**Problem statement**.
Begin at the top of the entries below and write out every line through the one containing "form [60, 257].", excluding pictures.
(Given records begins)
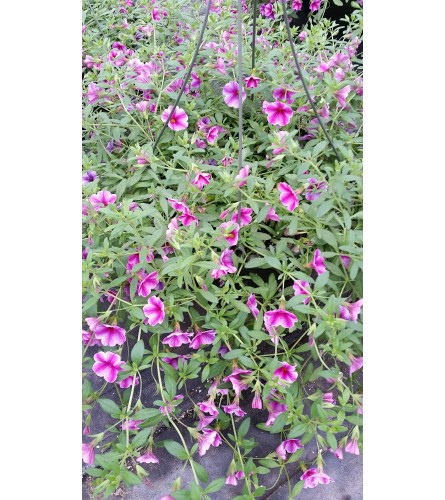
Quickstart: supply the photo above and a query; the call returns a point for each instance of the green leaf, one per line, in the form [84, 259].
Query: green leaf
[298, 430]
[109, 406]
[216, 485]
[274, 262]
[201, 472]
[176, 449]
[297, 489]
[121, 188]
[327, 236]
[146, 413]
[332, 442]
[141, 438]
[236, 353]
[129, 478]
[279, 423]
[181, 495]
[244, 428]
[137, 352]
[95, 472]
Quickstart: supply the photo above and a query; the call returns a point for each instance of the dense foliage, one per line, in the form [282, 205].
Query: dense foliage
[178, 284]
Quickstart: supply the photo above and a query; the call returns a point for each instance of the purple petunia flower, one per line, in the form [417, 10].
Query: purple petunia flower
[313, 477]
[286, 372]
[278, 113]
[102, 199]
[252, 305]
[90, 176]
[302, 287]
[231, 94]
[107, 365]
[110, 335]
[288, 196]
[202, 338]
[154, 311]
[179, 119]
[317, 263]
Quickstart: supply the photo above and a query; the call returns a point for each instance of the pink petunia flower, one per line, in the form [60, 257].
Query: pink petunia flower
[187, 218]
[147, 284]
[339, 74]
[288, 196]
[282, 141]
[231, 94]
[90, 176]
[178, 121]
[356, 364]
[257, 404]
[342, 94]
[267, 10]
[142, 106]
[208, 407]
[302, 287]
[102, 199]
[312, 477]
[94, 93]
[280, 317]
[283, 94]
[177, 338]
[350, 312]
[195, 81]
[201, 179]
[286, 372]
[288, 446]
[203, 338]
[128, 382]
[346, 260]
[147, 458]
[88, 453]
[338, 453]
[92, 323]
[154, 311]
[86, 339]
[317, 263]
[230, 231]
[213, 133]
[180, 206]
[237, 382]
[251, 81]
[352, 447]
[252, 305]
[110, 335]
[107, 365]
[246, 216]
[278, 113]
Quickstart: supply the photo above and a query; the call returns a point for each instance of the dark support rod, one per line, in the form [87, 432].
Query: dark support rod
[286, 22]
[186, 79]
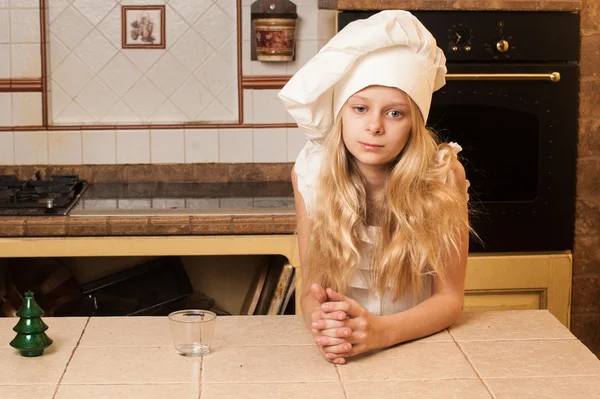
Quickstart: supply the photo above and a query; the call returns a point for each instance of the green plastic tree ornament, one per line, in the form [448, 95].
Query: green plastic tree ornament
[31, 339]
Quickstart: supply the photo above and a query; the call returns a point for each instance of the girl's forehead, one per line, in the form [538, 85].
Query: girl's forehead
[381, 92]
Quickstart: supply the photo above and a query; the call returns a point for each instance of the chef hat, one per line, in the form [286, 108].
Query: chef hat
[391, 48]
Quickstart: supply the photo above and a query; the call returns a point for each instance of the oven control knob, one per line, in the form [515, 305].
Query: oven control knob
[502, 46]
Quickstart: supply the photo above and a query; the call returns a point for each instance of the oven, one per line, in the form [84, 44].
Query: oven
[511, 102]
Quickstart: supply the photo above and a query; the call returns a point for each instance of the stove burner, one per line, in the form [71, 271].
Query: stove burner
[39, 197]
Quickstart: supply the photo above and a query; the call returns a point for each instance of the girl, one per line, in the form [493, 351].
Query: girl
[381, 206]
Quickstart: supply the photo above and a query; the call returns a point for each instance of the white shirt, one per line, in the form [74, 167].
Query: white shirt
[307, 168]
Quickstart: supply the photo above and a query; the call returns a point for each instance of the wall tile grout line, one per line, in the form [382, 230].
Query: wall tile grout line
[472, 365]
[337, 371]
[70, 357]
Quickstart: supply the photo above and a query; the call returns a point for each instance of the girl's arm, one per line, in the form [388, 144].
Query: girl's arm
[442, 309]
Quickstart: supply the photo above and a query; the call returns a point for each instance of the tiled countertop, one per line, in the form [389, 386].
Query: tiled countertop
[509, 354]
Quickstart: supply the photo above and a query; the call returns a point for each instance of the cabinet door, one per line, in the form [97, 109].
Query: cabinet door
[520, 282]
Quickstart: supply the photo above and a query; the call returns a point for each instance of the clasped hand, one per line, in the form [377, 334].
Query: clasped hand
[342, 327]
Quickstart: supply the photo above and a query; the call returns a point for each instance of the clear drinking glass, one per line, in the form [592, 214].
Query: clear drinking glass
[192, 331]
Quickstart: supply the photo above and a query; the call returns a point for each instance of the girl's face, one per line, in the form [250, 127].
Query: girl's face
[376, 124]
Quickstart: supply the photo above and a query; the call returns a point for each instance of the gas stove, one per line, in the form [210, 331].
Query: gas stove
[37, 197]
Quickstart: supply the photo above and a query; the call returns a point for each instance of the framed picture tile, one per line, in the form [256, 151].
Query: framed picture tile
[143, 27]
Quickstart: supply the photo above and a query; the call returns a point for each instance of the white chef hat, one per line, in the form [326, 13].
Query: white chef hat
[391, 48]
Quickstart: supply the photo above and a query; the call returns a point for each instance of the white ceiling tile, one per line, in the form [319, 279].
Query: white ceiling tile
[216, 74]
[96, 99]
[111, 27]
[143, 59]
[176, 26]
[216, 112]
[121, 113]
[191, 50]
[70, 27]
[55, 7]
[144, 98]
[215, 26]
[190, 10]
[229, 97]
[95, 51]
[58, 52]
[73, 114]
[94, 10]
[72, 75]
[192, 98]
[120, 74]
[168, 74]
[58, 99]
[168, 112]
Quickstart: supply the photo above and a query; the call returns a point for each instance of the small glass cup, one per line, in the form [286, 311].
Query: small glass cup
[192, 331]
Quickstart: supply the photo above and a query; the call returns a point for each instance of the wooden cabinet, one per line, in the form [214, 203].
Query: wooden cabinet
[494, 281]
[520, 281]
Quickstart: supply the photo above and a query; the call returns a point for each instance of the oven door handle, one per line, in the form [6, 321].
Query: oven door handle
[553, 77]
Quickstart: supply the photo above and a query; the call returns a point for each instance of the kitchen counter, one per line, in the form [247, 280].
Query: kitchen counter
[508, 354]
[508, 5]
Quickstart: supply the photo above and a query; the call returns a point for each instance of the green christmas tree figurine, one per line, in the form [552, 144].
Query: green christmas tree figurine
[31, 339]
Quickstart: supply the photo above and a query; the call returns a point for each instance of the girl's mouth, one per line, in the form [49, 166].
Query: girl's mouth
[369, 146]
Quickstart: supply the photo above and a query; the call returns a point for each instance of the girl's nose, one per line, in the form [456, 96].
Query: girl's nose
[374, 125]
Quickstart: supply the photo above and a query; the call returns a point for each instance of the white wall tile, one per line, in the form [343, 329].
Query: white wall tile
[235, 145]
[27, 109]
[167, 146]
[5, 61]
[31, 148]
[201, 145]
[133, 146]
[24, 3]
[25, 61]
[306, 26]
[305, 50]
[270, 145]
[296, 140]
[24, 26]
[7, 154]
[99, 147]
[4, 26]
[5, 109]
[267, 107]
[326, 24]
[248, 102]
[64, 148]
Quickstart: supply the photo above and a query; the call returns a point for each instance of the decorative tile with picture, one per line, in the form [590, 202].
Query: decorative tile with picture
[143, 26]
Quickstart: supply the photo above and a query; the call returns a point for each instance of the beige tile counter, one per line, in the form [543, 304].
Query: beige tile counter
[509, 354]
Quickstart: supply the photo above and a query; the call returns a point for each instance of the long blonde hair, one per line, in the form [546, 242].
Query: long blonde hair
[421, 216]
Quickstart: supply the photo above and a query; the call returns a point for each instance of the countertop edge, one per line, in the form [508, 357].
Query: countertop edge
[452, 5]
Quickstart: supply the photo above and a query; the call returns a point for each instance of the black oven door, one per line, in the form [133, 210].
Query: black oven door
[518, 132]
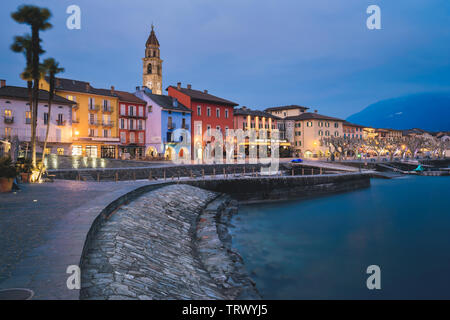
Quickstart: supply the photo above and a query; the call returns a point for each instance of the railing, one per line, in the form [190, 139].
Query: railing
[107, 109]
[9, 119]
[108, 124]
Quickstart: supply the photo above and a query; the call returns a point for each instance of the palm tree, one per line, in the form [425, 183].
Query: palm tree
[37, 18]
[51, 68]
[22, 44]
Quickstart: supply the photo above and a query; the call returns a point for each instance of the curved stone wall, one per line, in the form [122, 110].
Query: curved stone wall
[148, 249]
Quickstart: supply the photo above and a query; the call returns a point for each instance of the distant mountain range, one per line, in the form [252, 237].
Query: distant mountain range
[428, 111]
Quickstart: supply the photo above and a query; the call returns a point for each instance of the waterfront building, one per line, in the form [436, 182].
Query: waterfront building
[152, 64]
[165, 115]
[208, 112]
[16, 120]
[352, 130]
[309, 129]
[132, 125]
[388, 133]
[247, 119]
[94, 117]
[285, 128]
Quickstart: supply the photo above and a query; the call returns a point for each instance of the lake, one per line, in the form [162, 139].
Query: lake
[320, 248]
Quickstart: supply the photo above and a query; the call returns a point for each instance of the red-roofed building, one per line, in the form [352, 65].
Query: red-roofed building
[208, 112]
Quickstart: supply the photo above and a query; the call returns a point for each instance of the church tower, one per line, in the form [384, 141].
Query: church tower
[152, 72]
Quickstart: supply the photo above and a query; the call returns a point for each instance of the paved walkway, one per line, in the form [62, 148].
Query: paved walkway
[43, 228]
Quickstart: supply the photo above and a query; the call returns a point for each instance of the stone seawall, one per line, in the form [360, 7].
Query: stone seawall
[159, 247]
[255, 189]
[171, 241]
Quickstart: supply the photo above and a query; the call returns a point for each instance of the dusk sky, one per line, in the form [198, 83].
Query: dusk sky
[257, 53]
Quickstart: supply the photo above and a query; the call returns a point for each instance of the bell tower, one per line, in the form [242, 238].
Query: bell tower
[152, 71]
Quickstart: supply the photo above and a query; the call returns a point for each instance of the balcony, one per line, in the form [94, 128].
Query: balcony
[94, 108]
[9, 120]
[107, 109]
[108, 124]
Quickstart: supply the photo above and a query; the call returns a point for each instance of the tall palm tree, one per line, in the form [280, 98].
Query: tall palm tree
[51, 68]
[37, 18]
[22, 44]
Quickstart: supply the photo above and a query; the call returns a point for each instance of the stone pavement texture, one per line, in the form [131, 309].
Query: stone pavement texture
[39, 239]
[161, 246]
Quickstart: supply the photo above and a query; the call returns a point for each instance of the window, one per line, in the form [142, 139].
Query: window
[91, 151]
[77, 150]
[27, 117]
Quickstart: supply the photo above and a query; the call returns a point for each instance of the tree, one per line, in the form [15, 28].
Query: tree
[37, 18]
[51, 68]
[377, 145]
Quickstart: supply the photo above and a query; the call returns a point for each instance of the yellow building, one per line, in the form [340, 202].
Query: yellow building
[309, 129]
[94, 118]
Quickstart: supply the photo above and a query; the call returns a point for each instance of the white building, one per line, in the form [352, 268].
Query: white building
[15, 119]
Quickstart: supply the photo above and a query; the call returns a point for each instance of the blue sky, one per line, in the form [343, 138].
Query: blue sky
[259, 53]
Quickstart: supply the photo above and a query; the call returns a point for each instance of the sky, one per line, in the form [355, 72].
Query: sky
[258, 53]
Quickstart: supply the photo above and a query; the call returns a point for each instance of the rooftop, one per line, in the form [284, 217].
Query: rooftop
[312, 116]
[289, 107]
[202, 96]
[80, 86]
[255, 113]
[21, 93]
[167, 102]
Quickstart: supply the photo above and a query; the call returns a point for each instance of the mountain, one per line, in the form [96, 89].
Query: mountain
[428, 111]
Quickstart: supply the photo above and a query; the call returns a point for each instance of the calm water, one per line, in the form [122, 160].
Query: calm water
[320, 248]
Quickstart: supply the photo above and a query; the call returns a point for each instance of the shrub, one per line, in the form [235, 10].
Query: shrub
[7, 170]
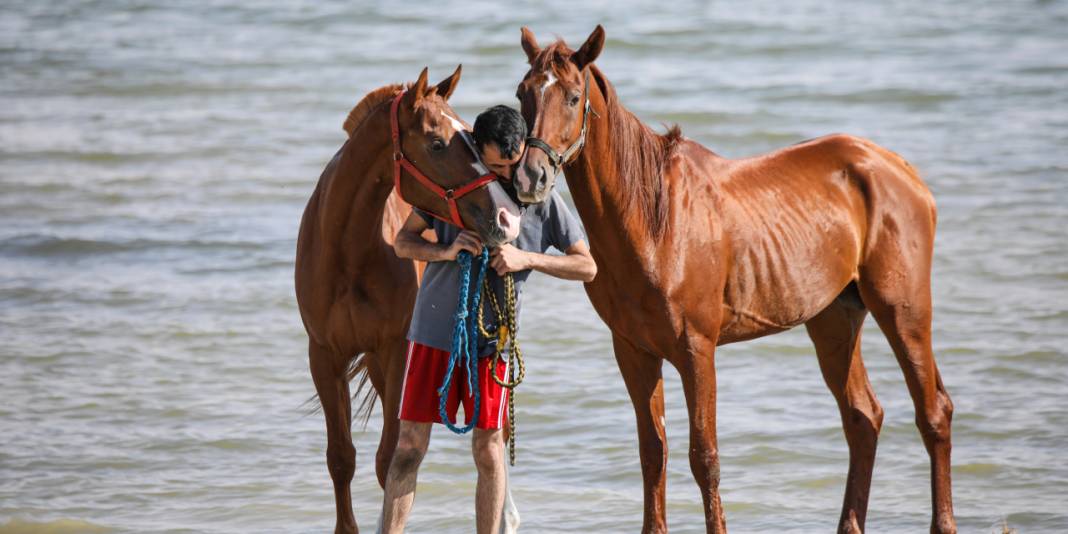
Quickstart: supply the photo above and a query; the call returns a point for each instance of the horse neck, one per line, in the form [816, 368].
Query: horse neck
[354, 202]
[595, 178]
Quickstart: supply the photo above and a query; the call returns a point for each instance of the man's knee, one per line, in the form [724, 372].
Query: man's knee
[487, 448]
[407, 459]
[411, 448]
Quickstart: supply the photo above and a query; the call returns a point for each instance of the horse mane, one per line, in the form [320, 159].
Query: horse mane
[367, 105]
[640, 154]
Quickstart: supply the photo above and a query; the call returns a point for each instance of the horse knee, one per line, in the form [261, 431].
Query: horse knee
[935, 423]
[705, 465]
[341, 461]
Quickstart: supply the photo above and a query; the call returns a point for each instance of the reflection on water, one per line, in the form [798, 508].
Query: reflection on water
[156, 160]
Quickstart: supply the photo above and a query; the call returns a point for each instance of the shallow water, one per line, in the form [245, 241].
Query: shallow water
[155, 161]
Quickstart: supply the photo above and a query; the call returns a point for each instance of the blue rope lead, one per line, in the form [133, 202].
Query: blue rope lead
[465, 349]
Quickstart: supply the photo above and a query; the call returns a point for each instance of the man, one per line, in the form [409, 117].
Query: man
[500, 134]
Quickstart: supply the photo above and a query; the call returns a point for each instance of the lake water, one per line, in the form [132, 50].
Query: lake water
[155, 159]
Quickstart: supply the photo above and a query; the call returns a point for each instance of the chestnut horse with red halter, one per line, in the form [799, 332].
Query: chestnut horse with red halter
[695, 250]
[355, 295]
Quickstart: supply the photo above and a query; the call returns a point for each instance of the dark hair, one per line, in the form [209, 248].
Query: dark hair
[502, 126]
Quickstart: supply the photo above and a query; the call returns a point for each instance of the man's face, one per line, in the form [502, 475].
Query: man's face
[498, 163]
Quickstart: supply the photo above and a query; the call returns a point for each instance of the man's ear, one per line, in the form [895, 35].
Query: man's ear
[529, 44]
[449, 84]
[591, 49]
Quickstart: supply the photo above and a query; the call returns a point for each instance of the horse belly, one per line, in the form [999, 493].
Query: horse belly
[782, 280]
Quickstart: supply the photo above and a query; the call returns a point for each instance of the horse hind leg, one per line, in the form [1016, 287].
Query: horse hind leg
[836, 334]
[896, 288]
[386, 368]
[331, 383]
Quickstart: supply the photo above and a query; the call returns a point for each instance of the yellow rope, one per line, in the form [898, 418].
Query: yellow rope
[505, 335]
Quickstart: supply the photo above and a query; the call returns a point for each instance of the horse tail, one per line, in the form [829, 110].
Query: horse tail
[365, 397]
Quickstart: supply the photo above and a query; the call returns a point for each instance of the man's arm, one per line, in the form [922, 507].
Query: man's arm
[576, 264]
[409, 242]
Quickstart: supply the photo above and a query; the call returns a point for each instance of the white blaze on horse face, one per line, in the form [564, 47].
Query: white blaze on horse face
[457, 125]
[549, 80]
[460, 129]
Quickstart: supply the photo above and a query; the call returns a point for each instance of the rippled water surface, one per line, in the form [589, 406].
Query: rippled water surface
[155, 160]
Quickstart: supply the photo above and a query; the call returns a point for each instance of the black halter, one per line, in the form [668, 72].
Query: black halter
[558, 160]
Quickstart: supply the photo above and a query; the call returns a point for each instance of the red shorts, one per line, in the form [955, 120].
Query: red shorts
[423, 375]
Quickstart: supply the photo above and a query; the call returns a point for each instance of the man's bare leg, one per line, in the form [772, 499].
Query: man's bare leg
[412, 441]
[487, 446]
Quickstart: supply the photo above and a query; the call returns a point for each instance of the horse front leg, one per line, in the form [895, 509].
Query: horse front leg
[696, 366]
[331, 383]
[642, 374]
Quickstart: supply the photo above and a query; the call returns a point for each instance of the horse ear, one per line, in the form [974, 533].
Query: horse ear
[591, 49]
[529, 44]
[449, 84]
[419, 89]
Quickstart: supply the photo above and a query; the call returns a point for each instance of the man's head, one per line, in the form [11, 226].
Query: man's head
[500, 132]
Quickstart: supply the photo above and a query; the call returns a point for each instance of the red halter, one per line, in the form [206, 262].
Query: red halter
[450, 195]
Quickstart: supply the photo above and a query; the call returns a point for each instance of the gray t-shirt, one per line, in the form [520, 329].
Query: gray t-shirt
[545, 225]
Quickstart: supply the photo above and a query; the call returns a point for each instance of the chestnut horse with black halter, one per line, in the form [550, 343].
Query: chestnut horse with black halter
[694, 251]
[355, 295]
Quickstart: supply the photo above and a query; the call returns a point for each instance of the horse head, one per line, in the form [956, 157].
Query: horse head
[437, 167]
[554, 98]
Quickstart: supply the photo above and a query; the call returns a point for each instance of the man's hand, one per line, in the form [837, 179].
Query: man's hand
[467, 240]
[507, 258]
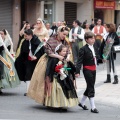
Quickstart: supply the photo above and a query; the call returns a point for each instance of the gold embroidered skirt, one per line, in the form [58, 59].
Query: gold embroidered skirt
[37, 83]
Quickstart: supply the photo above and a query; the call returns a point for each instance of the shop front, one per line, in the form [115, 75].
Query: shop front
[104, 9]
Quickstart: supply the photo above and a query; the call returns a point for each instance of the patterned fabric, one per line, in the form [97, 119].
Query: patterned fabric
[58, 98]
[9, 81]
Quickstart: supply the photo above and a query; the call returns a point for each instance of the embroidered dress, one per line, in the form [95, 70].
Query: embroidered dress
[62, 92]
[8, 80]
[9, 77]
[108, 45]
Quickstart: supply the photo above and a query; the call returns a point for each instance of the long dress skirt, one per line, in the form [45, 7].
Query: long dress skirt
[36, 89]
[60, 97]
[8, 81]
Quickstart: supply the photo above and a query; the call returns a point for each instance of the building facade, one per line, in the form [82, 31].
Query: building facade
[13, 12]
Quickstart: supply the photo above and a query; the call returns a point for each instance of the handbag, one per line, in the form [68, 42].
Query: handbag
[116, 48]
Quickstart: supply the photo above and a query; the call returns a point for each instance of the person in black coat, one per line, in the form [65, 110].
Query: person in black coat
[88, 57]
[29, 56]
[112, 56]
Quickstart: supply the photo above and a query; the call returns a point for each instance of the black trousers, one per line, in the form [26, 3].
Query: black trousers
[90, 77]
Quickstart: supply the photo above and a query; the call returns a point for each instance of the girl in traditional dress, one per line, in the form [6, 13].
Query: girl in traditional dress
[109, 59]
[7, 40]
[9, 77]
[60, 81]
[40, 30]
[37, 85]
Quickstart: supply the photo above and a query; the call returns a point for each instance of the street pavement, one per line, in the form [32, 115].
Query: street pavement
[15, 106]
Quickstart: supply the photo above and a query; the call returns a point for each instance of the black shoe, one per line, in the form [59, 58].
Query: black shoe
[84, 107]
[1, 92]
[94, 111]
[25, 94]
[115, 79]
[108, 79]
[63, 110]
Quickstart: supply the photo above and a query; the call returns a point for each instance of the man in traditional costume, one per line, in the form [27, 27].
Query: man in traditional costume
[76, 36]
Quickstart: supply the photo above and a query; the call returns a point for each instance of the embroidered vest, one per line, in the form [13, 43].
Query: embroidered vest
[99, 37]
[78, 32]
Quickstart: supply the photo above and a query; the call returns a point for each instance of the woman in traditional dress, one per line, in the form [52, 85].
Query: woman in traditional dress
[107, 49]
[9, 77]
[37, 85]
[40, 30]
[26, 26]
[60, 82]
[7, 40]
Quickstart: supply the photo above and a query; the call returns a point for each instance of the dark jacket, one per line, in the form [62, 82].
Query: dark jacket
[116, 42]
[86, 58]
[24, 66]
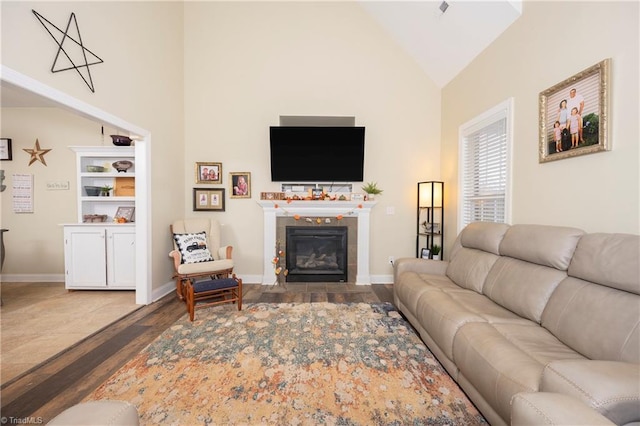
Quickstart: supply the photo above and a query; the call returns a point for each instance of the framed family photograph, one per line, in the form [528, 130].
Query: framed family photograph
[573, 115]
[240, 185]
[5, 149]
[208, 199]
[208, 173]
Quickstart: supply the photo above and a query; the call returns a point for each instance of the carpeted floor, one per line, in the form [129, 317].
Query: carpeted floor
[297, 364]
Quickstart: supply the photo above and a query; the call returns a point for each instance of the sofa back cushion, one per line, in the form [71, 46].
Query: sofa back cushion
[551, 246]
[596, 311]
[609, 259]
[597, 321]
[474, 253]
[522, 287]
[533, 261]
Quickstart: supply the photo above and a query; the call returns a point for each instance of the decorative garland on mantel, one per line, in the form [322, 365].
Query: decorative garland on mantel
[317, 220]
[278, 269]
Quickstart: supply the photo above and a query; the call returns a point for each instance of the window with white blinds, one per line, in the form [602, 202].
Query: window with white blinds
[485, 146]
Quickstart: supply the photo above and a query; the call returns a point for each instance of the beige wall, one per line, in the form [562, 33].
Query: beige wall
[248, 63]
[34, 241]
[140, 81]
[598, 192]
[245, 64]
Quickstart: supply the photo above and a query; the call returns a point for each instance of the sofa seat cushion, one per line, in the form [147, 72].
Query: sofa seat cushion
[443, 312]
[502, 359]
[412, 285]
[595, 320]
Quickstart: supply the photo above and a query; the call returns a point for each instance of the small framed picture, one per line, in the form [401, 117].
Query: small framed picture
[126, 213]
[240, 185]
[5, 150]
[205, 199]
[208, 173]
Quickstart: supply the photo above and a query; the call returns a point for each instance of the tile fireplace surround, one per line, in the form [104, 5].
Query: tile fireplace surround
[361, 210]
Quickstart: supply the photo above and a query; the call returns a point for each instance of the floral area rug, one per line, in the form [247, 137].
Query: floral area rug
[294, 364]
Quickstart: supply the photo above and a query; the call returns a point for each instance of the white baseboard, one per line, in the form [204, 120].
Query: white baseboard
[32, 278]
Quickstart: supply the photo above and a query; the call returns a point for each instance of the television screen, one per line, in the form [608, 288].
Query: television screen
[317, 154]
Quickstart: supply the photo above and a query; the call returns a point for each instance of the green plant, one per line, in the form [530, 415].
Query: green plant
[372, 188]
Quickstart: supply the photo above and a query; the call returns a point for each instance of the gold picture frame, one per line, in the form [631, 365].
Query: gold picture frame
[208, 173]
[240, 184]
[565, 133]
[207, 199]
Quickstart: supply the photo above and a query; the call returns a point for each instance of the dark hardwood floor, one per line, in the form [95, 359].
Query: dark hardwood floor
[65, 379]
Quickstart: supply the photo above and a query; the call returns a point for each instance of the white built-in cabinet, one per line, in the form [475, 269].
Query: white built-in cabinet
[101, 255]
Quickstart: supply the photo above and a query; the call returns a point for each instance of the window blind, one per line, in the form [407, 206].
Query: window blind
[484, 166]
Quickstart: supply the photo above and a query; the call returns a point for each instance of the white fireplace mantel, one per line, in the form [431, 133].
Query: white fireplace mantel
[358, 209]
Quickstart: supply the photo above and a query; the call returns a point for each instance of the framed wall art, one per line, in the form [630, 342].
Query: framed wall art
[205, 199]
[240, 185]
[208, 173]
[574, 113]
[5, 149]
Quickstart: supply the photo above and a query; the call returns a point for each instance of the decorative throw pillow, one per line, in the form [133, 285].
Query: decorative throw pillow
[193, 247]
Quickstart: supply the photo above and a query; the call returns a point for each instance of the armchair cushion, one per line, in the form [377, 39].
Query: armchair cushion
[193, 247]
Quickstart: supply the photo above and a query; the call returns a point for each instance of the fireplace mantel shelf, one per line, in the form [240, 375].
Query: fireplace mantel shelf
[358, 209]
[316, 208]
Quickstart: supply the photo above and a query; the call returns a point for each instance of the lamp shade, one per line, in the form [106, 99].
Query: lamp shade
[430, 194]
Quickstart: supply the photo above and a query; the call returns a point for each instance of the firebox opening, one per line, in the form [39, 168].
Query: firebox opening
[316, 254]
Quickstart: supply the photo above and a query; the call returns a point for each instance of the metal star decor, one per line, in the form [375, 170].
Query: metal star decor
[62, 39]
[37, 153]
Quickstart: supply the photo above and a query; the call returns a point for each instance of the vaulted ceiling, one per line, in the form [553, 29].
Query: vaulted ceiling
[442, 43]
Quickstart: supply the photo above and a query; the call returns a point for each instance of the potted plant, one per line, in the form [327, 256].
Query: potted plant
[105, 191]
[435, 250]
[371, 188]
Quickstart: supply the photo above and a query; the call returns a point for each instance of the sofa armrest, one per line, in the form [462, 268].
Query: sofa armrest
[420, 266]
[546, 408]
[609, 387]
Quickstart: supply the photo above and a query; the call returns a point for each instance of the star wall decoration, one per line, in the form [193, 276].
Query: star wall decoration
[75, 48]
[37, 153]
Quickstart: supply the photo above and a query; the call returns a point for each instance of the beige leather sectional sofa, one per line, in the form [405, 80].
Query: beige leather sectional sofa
(Given records ends)
**Written solution**.
Quickstart: supply the photo above and a query; the call returns a point for each instance of the green leaf, one per line, in the form [84, 259].
Query: green leaf
[298, 430]
[109, 406]
[216, 485]
[274, 262]
[201, 472]
[176, 449]
[297, 489]
[121, 188]
[327, 236]
[146, 413]
[332, 442]
[141, 438]
[236, 353]
[129, 478]
[279, 423]
[181, 495]
[244, 428]
[137, 352]
[95, 472]
Quickstart: supply the photo above and a query; the call returns a point for each instance of the dense foliage, one per line, in the form [282, 205].
Query: dense foliage
[178, 284]
Quickstart: supply the photo above and a query; the call returns a point for each instance of the purple petunia flower, one per line, in the form [417, 10].
Query: purple petunia flower
[313, 477]
[286, 372]
[278, 113]
[102, 199]
[252, 305]
[90, 176]
[302, 287]
[231, 94]
[107, 365]
[110, 335]
[288, 196]
[202, 338]
[154, 311]
[179, 119]
[317, 263]
Quickstart: supply the photo above and a query; the call returns a point for each instance of the pink petunia flower, one per line, in the form [60, 257].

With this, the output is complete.